(Aim 1)
Answer the following questions using the page text on C++ stored procedures.
(a) What file name is offered as an example for defining a C++ stored procedure?
(b) From which base class does the CountVertices class inherit?
(c) What does the example procedure return?
(Aim 2) In the page text on C++ stored procedures, substitute "edges" for "vertices" and give the passage from "We take a example" up to and including "number of vertices.".
(Aim 3) List every header file named in an #include line of the page text on C++ stored procedures.

(Page text)
(begin)

Create c++ Stored Procedures on GraphScope Interactive

Apart from adapting Cypher query as stored procedure, Interactive supports implementing stored procedure via c++ code, by calling the interfaces provided by Graph Database Engine.

Getting Started.

We take a example to demonstrate how to create a stored procedure in c++. In this example, we implement a procedure which returns the total number of vertices.

Before proceed, make sure you have installed and launched Interactive as describe in Getting Started, and environment variables are correctly exported.

Define a C++ Stored Procedure

A C++ stored procedure should be defined in a file, for example count_vertices.cc.

#include "flex/engines/graph_db/app/app_base.h"
#include "flex/engines/graph_db/database/graph_db_session.h"
#include "flex/utils/app_utils.h"

namespace gs {

// A sample app get the count of the specified vertex label, since no write
// operations are needed we inherit from ReadAppBase. Otherwise you could
// inherit from WriteAppBase.
class CountVertices : public ReadAppBase {
public:
  CountVertices() {}
  /**
   * @brief Query function for query class.
   * @param sess: GraphDBSession The interface where you can visit the graph.
   * @param input: Decoder From where you could deserialize the input
   * parameters.
   * @param output: Encoder To where you should encode the output parameters.
   */
  bool Query(const gs::GraphDBSession &sess, Decoder &input,
             Encoder &output) override {
    // First get the read transaction.
    auto txn = sess.GetReadTransaction();
    // We expect one param of type string from decoder.
    if (input.empty()) {
      return false;
    }
    std::string label_name{input.get_string()};
    const auto &schema = txn.schema();
    if (!schema.has_vertex_label(label_name)) {
      return false; // The requested label doesn't exits.

(end)

Lines of data:

(begin)

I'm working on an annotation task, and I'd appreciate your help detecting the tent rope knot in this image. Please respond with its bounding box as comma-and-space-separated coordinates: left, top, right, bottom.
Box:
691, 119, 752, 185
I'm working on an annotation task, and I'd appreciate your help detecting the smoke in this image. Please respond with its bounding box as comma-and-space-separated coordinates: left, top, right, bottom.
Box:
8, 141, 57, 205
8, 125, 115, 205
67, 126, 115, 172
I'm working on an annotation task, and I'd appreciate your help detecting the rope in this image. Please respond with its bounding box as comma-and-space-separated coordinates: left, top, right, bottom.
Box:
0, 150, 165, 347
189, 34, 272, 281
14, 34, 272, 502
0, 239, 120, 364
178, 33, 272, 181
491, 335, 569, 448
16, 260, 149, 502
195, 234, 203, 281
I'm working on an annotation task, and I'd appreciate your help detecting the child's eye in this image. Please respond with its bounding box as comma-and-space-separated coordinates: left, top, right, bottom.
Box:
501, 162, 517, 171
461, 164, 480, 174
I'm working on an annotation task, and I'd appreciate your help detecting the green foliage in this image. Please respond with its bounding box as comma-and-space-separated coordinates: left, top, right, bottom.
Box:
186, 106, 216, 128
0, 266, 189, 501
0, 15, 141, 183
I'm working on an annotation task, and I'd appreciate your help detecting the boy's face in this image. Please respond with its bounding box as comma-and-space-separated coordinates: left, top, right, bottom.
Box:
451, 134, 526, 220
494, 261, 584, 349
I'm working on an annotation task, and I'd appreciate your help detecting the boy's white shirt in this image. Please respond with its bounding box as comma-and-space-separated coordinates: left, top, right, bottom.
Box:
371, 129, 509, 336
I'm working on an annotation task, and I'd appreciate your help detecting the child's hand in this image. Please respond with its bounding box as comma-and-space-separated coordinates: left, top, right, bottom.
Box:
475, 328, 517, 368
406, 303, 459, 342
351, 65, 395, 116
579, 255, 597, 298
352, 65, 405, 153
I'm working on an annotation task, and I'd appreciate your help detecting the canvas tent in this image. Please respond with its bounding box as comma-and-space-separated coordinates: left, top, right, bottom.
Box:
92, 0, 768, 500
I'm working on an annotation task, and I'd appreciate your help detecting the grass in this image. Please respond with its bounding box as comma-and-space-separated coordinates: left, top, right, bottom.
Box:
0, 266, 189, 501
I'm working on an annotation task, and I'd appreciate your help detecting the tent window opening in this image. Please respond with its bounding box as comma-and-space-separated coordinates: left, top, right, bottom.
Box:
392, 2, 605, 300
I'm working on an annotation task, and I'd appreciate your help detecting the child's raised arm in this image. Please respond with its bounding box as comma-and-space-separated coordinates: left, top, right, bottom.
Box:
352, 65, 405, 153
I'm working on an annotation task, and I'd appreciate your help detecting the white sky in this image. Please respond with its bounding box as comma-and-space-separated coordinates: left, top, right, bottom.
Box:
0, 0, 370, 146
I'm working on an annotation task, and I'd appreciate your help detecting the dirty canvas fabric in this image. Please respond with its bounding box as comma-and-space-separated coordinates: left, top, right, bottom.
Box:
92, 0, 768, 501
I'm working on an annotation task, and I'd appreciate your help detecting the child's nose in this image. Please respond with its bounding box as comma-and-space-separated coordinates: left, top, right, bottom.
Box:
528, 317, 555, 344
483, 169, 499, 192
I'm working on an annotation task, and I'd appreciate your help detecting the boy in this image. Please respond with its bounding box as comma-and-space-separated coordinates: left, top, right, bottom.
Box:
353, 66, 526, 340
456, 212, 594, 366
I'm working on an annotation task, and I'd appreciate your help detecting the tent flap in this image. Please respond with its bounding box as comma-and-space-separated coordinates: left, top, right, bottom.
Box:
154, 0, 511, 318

(end)
(begin)

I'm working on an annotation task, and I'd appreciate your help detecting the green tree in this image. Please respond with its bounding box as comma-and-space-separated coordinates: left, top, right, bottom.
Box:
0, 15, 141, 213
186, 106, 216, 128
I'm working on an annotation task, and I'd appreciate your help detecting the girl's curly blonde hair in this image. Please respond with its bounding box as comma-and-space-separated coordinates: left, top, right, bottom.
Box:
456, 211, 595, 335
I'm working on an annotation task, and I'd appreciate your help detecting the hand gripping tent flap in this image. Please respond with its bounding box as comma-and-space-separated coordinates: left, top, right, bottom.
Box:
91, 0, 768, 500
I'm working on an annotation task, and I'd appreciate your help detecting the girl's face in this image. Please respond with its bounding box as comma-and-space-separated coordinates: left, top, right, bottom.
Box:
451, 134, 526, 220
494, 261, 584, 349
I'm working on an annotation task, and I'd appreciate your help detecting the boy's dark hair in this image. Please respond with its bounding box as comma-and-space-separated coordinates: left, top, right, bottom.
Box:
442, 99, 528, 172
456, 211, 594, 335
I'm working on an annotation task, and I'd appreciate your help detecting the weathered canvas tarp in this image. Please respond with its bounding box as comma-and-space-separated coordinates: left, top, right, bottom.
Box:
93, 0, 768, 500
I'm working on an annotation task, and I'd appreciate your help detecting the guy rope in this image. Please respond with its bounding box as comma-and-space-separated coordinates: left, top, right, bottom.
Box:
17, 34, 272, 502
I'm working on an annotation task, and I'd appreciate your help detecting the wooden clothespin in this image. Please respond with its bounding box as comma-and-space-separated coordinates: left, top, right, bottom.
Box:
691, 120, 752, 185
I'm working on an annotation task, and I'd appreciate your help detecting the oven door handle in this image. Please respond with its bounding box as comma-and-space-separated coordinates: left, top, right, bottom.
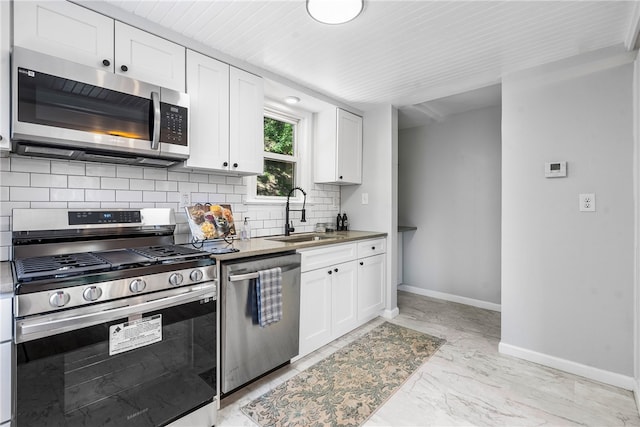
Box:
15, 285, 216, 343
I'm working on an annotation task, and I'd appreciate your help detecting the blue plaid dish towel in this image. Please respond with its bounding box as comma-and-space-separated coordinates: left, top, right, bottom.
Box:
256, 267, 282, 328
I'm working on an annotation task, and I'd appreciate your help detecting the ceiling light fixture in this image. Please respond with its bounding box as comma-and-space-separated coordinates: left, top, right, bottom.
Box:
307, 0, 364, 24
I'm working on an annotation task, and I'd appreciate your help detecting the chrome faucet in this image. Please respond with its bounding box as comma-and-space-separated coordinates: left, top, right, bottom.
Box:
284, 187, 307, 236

(end)
(begin)

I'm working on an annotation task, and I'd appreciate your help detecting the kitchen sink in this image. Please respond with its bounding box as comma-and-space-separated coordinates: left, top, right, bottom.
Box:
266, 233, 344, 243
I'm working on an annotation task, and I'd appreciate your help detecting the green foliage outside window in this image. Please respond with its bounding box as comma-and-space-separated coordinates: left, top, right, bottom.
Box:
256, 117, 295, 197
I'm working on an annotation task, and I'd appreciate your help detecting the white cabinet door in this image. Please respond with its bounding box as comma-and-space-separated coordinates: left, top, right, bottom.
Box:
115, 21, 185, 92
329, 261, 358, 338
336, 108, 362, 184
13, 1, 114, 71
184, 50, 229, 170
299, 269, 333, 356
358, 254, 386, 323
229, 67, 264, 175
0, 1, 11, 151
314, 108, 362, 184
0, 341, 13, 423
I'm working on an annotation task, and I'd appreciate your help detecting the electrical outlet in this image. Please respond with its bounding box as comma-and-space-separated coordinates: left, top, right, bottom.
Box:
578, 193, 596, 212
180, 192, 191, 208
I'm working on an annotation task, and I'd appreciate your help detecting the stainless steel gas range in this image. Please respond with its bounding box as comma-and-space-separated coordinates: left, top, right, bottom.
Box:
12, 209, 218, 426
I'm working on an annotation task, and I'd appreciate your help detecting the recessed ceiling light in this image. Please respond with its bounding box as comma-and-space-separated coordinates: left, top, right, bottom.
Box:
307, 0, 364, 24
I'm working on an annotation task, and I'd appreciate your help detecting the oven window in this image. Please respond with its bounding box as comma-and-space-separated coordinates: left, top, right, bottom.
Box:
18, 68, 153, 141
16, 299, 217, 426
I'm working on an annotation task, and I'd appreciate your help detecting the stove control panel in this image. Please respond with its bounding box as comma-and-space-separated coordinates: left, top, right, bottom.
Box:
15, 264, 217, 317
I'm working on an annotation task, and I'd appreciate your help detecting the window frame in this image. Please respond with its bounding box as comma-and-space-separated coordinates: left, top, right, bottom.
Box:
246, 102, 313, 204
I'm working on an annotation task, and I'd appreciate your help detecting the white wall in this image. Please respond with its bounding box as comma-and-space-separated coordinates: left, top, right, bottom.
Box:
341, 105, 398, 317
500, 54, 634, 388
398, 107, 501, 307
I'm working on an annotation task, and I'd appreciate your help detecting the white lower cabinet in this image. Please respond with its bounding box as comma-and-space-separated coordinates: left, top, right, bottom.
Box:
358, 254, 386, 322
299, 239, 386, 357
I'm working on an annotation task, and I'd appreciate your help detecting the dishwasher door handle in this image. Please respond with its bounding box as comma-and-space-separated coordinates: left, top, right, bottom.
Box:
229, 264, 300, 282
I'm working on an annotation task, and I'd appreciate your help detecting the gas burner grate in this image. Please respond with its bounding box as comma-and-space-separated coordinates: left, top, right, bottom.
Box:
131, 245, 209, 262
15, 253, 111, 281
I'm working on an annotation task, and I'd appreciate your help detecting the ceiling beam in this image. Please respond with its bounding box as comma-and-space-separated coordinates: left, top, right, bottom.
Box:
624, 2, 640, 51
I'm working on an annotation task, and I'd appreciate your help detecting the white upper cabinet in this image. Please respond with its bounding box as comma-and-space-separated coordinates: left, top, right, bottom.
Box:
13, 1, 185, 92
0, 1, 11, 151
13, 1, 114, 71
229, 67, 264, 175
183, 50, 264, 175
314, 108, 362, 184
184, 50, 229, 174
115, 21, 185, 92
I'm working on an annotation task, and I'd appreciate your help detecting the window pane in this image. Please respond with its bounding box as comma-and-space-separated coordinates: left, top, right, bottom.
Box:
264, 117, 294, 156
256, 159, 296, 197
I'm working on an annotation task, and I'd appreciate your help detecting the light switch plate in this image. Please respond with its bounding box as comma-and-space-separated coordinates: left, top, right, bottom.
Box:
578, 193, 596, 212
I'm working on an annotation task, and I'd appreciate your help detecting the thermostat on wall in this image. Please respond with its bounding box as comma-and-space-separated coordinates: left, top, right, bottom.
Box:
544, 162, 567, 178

(end)

(Complete answer 1)
(a) count_vertices.cc
(b) ReadAppBase
(c) The total number of vertices.

(Complete answer 2)
We take a example to demonstrate how to create a stored procedure in c++. In this example, we implement a procedure which returns the total number of edges.

(Complete answer 3)
flex/engines/graph_db/app/app_base.h
flex/engines/graph_db/database/graph_db_session.h
flex/utils/app_utils.h